- **Source document**:
◆ ◆ ◆ ◆ ◆
- Wade O. Brinker, one of the foremost veterinary surgeons and innovators in the nation, was a member of the College of Veterinary Medicine faculty from 1939 to 1978, except for a five-year stint in the Army Veterinary Corps. His work in developing surgical approaches, orthopedic devices, treatment of fractures, and methods for storing and grating bones had a huge impact on both veterinary and human medicine.
- Mahdi Saeed, professor of epidemiology and infectious disease in the Colleges of Veterinary Medicine and Human Medicine, has developed a working vaccine for the Enterotoxigenic strain of E. coli, which kills two million to three million children each year in the developing world and causes sickness and death for newborn animals, such as calves and piglets.
Teaching
- The college has attained national recognition for its leadership in programs for the encouragement of underrepresented groups at the preprofessional, professional, and advanced studies levels.
- The multidisciplinary Center for Integrative Toxicology, which the College of Veterinary Medicine administers, builds upon MSU’s recognized research strength on the health and environmental effects of pollutants. This unit has more than 50 affiliated faculty members who are distinguished in a wide range of scientific disciplines.
- A multidisciplinary doctoral program in environmental toxicology has been supported by a training grant from the National Institute for Environmental Health Sciences since 1989. Graduates of the program number more than 150 and can be found in academic, industry, and governmental positions.
- The Training Center for Dairy Professionals is an unusual public-private partnership involving MSU, Green Meadow Farms, and corporate sponsors that aims to address a shortage of large-animal veterinarians and to prepare such veterinarians with knowledge of the management, business, and personnel aspects of large dairy farms, as well as medical and biological aspects of cow health.
- The College of Veterinary Medicine has the longest clinical training phase of any veterinary curriculum in North America, providing students with greater clinical experience and the ability to increase their focus on a particular clinical area.
Service
- With 24,000 patient visits annually, the Veterinary Teaching Hospital has one of the largest clinical and diagnostic caseloads in North America, considerably enhancing educational and research opportunities.
◆ ◆ ◆ ◆ ◆
- **Recorded data**:
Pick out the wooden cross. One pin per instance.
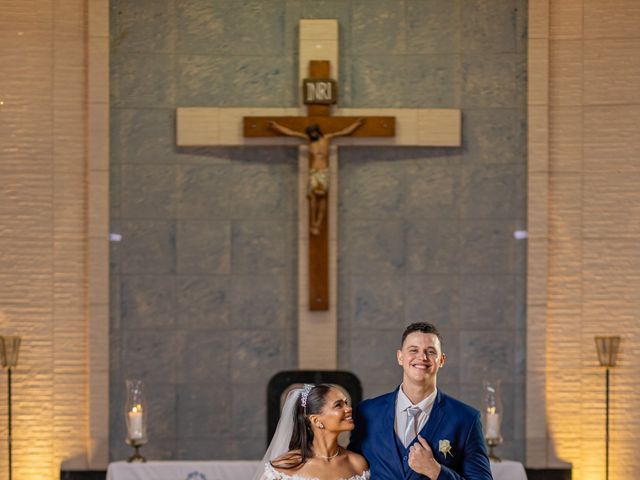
(319, 114)
(208, 126)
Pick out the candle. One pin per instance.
(493, 425)
(135, 423)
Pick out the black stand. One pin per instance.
(9, 420)
(607, 427)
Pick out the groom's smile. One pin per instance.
(420, 356)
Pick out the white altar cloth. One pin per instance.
(242, 470)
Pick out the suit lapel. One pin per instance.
(390, 427)
(435, 419)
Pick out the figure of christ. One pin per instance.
(319, 165)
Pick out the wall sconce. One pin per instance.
(607, 348)
(9, 348)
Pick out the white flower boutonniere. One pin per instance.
(445, 448)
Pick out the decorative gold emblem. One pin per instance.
(445, 448)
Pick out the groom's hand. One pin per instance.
(421, 459)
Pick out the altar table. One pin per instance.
(242, 470)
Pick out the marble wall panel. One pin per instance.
(203, 247)
(433, 26)
(205, 277)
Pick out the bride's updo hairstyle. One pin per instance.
(310, 402)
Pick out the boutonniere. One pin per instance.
(445, 448)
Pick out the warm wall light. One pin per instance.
(607, 348)
(9, 347)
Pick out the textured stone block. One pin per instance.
(374, 246)
(200, 80)
(434, 299)
(256, 355)
(489, 302)
(203, 301)
(148, 246)
(489, 80)
(492, 192)
(261, 247)
(148, 191)
(203, 247)
(203, 192)
(142, 135)
(147, 302)
(433, 27)
(261, 301)
(370, 189)
(142, 80)
(141, 26)
(495, 349)
(203, 357)
(433, 246)
(375, 351)
(494, 136)
(490, 247)
(264, 188)
(436, 81)
(380, 81)
(489, 26)
(375, 28)
(377, 302)
(249, 409)
(432, 191)
(265, 81)
(141, 345)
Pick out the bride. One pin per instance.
(305, 444)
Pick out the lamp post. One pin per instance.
(607, 348)
(9, 347)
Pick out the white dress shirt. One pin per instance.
(402, 417)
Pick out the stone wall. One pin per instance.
(203, 282)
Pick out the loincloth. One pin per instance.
(319, 180)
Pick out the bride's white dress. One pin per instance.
(271, 473)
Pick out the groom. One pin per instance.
(417, 432)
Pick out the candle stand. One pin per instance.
(135, 416)
(492, 416)
(137, 456)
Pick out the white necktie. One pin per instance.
(412, 424)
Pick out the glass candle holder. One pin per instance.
(9, 348)
(492, 415)
(135, 415)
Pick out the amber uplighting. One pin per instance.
(607, 348)
(9, 348)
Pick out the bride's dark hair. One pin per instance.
(300, 446)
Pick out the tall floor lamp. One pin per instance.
(9, 347)
(607, 355)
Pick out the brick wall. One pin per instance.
(584, 262)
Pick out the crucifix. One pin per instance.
(318, 127)
(209, 126)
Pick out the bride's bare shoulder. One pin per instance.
(288, 462)
(357, 461)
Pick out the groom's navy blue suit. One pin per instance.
(450, 420)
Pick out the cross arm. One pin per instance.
(373, 126)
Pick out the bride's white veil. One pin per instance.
(282, 436)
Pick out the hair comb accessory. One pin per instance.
(304, 395)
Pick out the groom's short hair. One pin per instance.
(422, 327)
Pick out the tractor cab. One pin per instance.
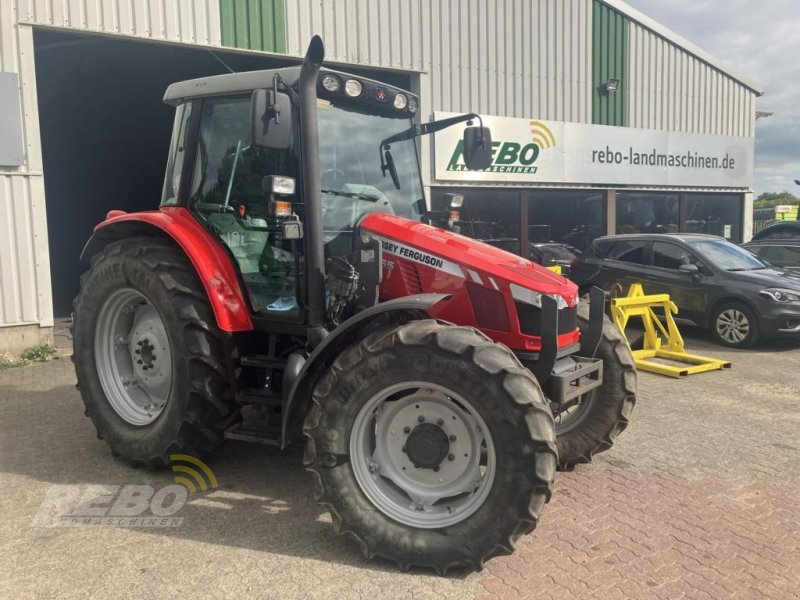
(236, 163)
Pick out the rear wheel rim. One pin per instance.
(133, 357)
(733, 326)
(422, 455)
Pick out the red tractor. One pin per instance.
(294, 283)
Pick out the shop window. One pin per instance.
(647, 212)
(489, 215)
(570, 217)
(715, 214)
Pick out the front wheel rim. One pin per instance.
(133, 357)
(422, 455)
(733, 326)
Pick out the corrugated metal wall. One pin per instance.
(188, 21)
(25, 296)
(507, 57)
(670, 89)
(610, 42)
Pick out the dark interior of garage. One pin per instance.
(105, 131)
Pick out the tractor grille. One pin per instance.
(530, 319)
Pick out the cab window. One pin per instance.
(227, 195)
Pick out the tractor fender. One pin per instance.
(212, 263)
(300, 385)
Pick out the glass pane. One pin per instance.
(353, 184)
(172, 179)
(489, 215)
(647, 212)
(627, 251)
(671, 256)
(574, 218)
(227, 195)
(716, 214)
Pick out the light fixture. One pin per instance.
(352, 88)
(331, 83)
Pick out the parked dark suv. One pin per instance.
(716, 284)
(778, 244)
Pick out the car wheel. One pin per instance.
(734, 325)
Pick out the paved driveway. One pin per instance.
(696, 500)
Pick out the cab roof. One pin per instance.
(247, 81)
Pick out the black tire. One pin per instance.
(605, 411)
(200, 405)
(724, 331)
(508, 399)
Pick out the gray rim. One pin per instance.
(425, 498)
(133, 357)
(733, 326)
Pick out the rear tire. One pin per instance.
(193, 402)
(479, 378)
(604, 412)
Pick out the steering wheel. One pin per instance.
(337, 179)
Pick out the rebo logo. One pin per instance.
(511, 157)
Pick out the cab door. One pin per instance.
(688, 290)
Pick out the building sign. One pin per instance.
(531, 150)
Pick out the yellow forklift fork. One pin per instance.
(638, 304)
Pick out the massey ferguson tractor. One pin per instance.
(293, 283)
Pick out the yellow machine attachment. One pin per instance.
(637, 304)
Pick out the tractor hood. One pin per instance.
(479, 262)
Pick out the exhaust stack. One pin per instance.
(309, 138)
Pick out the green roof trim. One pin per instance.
(254, 24)
(610, 47)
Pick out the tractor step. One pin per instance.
(255, 397)
(254, 432)
(262, 362)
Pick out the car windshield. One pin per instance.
(727, 256)
(352, 182)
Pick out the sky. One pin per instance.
(760, 39)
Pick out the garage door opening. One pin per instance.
(105, 132)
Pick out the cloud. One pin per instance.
(762, 41)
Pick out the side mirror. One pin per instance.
(477, 148)
(271, 115)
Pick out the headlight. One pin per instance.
(781, 295)
(527, 296)
(352, 88)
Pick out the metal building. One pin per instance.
(632, 127)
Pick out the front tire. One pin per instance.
(603, 413)
(431, 446)
(734, 325)
(149, 356)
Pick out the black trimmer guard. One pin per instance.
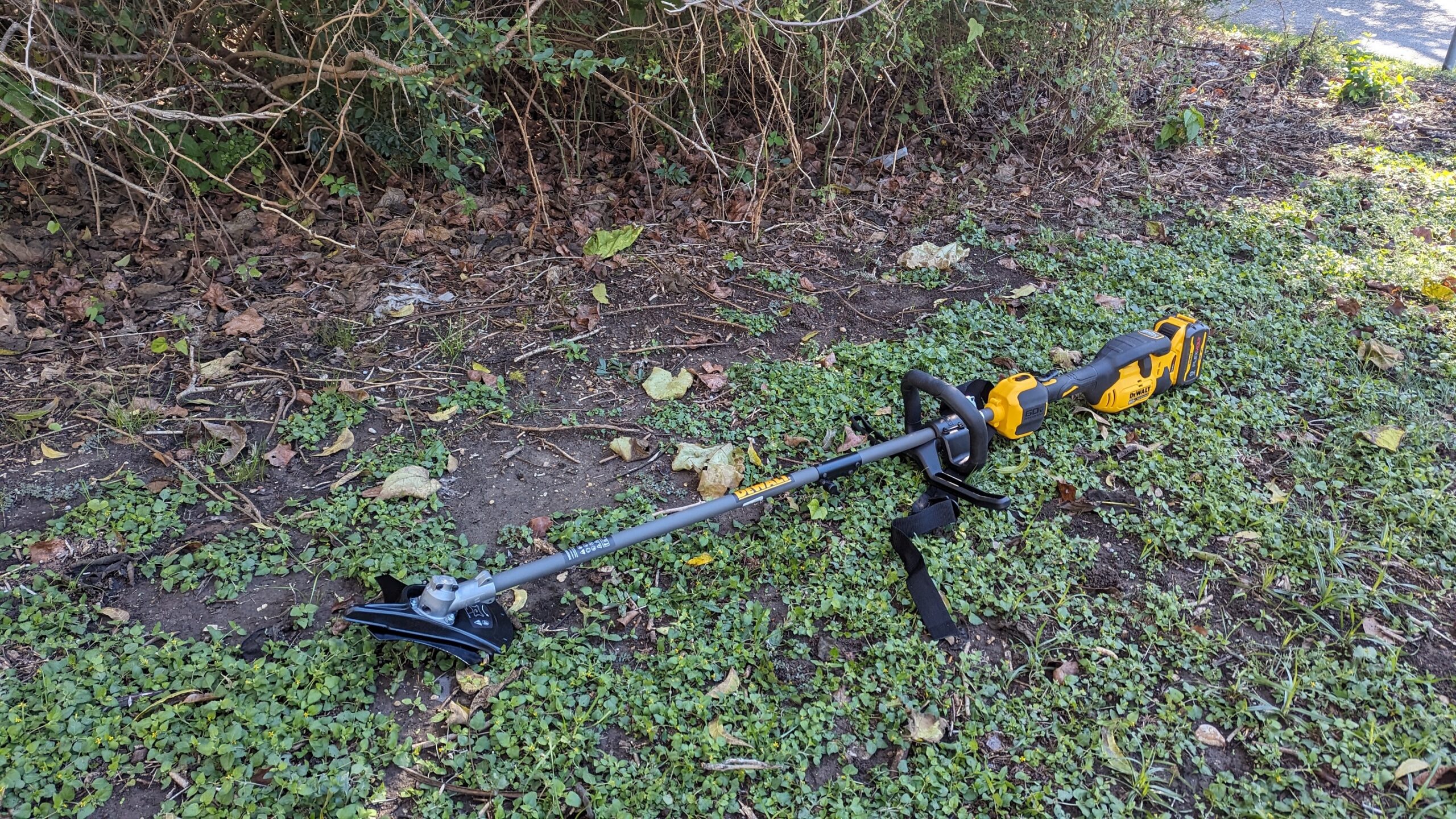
(477, 631)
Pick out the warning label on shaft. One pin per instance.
(587, 550)
(760, 487)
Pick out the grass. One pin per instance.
(1269, 537)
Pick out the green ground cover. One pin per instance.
(1267, 537)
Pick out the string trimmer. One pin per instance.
(462, 617)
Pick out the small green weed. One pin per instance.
(450, 340)
(1183, 129)
(329, 414)
(396, 451)
(478, 395)
(334, 333)
(758, 324)
(1369, 81)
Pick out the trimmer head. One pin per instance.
(475, 633)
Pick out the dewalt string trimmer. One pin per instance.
(464, 618)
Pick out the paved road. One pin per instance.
(1408, 30)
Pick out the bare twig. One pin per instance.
(167, 460)
(564, 428)
(742, 764)
(554, 344)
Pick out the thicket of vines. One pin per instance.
(289, 97)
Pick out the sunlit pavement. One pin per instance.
(1418, 31)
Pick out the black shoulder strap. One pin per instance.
(931, 512)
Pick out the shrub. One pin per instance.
(235, 94)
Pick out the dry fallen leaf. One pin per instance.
(346, 441)
(214, 295)
(663, 385)
(1381, 631)
(852, 439)
(445, 414)
(1384, 436)
(471, 681)
(1378, 354)
(1410, 767)
(408, 481)
(246, 322)
(219, 369)
(630, 448)
(715, 729)
(719, 468)
(1066, 671)
(347, 388)
(931, 255)
(518, 601)
(713, 381)
(925, 727)
(46, 551)
(233, 433)
(280, 455)
(1210, 737)
(1066, 493)
(727, 687)
(1065, 359)
(458, 714)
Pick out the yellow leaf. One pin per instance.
(1385, 436)
(661, 385)
(1277, 496)
(1438, 292)
(458, 714)
(519, 601)
(471, 681)
(715, 729)
(925, 727)
(1411, 767)
(727, 687)
(340, 444)
(1015, 468)
(445, 414)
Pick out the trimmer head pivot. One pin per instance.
(472, 634)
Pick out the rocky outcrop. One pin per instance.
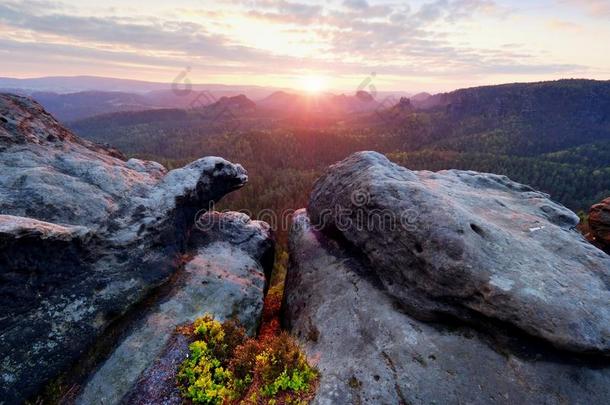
(449, 287)
(599, 224)
(471, 246)
(224, 276)
(84, 235)
(370, 351)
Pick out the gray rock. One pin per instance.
(369, 351)
(84, 236)
(472, 246)
(222, 277)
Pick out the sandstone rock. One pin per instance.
(369, 351)
(225, 276)
(599, 224)
(472, 246)
(84, 235)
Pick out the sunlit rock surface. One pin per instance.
(370, 351)
(450, 287)
(470, 245)
(84, 235)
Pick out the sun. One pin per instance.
(313, 84)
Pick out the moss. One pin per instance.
(224, 366)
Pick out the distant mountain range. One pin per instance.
(74, 98)
(554, 136)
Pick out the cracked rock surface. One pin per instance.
(370, 351)
(85, 234)
(472, 246)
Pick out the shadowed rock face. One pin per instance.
(369, 351)
(451, 287)
(599, 223)
(224, 276)
(84, 235)
(471, 246)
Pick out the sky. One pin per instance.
(343, 45)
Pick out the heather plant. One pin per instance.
(224, 367)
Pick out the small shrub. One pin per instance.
(224, 366)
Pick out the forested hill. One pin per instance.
(516, 119)
(554, 136)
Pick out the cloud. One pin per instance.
(561, 25)
(596, 8)
(350, 37)
(356, 4)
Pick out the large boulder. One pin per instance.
(224, 275)
(369, 350)
(84, 236)
(474, 247)
(599, 224)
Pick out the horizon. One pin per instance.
(432, 46)
(270, 88)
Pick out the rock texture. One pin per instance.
(370, 351)
(599, 224)
(224, 276)
(84, 235)
(470, 246)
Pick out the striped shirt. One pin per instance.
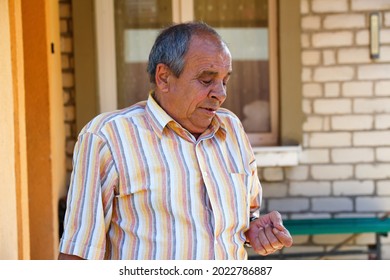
(143, 187)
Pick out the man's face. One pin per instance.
◆ ◆ ◆ ◆ ◆
- **Prompt**: Continue the list of College of Veterinary Medicine highlights, picking up after its entry on the Veterinary Teaching Hospital.

- **Answer space**:
- The Veterinary Teaching Hospital was one of the first four institutions in the country to offer a cementless elbow prosthesis for the treatment of intractable canine elbow arthritis.
- The Veterinary Teaching Hospital has made a major commitment to provide minimally invasive therapeutics for small and large animals. One part of this initiative is interventional radiology (IR), a subspecialty of radiology in which advanced imaging techniques including ultrasound, fluoroscopy (continuous X-ray), computed tomography, and magnetic resonance imaging are used to guide the delivery of materials for diagnostic and therapeutic purposes. MSU’s program is one of only two formal IR services in the country.
- MSU’s Veterinary Teaching Hospital has six emergency and critical care specialists—more than anywhere else in the United States.
- The first open-heart surgery on a dog, using a homemade heart-lung machine, was performed at MSU in the 1960s by George Eyster, who virtually invented veterinary cardiology surgery with James Buchanan, an MSU graduate. MSU continues to have one of the strongest veterinary cardiology practices in the country.
- The Diagnostic Center for Population and Animal Health, established in the 1970s in the wake of Michigan’s PBB disaster, has grown from just over 9,700 submissions when it first opened to about 185,000 submissions and 1.5 million diagnostic tests per year.
- In recognition of its outstanding commitment to improving faculty instruction and client communication, the College of Veterinary Medicine received the Institute for Healthcare Communication Program Partner Award for 2008. So far, the college has provided training in communication skills to 38 faculty and staff—more than any other school in North America.